CONSEGNA 1: Ricopia dall'estratto sui Quill a Woodstock il passo che inizia con le parole "Arrivarono a Woodstock" e termina dopo le parole "aveva finalmente funzionato.".
CONSEGNA 2:
Rispondi a queste domande in base all'estratto sui Quill a Woodstock.
(a) Quanto tempo prima del festival arrivarono a Woodstock?
(b) A quale comunità erano dedicati i concerti gratuiti?
(c) Chi chiese ai fratelli Cole di suonare prima del previsto?
CONSEGNA 3: Scrivi il seguito del brano sui Quill a Woodstock, partendo dopo la sua ultima frase.

ESTRATTO:
—————

Arrivarono a Woodstock una settimana prima del festival e si sistemarono nel campeggio dell’organizzazione, suonando tutte le sere per loro e per gli Hog Farmers. La Woodstock Ventures usò i Quill e la loro musica per una serie di concerti gratuiti dedicati alla comunità della contea di Sullivan, per migliorare i rapporti con gli abitanti. Il sabato, quando Lang chiese loro di suonare prima del previsto, i fratelli Cole accettarono senza problemi, anche perché dopo le torrenziali piogge della notte il dio della pioggia sembrava finalmente placato. Il «crowd chant», l’invocazione contro la pioggia che i ragazzi avevano intonato incessantemente per tutta la mattina, nel fango, aveva finalmente funzionato.

—————

DATI DA ESAMINARE:
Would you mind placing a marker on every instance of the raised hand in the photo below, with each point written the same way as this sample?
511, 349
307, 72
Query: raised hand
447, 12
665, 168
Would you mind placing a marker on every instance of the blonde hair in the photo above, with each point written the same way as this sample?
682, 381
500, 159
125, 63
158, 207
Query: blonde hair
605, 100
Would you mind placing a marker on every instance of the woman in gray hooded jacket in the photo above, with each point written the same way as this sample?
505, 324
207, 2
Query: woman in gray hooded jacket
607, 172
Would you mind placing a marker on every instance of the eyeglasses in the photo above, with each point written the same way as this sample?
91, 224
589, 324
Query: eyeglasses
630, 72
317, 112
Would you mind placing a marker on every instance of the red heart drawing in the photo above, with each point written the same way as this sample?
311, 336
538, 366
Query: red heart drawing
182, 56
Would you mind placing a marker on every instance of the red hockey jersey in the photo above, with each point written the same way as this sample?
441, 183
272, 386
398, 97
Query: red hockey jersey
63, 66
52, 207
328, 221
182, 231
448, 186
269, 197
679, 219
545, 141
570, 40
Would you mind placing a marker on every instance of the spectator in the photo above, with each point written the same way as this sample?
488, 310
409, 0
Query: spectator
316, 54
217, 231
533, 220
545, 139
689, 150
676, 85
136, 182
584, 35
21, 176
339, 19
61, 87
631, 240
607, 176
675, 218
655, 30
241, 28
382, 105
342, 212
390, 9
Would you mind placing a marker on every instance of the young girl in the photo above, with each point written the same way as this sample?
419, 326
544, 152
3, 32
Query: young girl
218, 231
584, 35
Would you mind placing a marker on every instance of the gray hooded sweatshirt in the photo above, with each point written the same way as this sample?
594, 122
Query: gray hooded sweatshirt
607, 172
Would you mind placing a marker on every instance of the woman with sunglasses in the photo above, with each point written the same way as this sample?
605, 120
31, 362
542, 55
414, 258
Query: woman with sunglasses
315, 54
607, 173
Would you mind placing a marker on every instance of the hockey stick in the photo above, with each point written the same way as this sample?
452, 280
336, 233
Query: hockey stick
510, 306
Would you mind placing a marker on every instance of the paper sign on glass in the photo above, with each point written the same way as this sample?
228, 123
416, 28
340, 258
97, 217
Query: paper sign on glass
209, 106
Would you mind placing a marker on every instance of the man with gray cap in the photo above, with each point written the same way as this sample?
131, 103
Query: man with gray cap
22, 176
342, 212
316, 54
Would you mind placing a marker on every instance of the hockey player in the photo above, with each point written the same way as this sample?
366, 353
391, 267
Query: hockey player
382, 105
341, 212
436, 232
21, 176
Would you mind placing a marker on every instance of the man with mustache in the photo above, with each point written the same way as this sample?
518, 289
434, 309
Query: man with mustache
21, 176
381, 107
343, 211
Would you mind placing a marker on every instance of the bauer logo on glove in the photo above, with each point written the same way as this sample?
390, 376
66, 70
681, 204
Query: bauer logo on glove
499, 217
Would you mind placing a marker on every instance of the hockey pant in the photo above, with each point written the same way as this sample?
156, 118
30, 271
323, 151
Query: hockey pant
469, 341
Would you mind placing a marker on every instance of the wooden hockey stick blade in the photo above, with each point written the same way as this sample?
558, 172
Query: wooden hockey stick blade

—————

RISPOSTA 1:
Arrivarono a Woodstock una settimana prima del festival e si sistemarono nel campeggio dell’organizzazione, suonando tutte le sere per loro e per gli Hog Farmers. La Woodstock Ventures usò i Quill e la loro musica per una serie di concerti gratuiti dedicati alla comunità della contea di Sullivan, per migliorare i rapporti con gli abitanti. Il sabato, quando Lang chiese loro di suonare prima del previsto, i fratelli Cole accettarono senza problemi, anche perché dopo le torrenziali piogge della notte il dio della pioggia sembrava finalmente placato. Il «crowd chant», l’invocazione contro la pioggia che i ragazzi avevano intonato incessantemente per tutta la mattina, nel fango, aveva finalmente funzionato.

RISPOSTA 2:
(a) Una settimana prima.
(b) Alla comunità della contea di Sullivan.
(c) Lang.

RISPOSTA 3:
Intorno a mezzogiorno il cielo si era finalmente aperto, per accogliere nel miglior modo possibile l’incipit della seconda giornata. I Quill suonarono quattro brani in circa mezz’ora: That’s how I eat, They live the life, Waiting for you e Driftin, e il pubblico rispose con entusiasmo. Ma non ebbero fortuna: le macchine da presa e l’audio non furono sincronizzati bene, e le immagini non finirono nel film, aggiungendoli così a quella particolare lista nera che riuniva gli «emarginati», i gruppi che per un motivo o per l’altro non poterono sfruttare la colossale cassa di risonanza offerta dal festival. Dopo i Quill arrivò il turno della band inglese capitanata da Keef Hartley, molto conosciuto in Inghilterra innanzitutto per essere stato il sostituto di Ringo Starr nella band di Rory Storm, gli Hurricanes. Sul palco di Woodstock Hartley portò una quarantina di minuti di solido rock blues britannico. Ma anche lui non passò alla storia. Colpa della sciagurata decisione del manager, che rifiutò a Wadleigh la possibilità di girare immagini della performance. Secondo le versioni più accreditate la band suonò Spanish fly, Believe in you, Rock me baby e un medley di brani del suo primo album, pubblicato proprio nel 1969.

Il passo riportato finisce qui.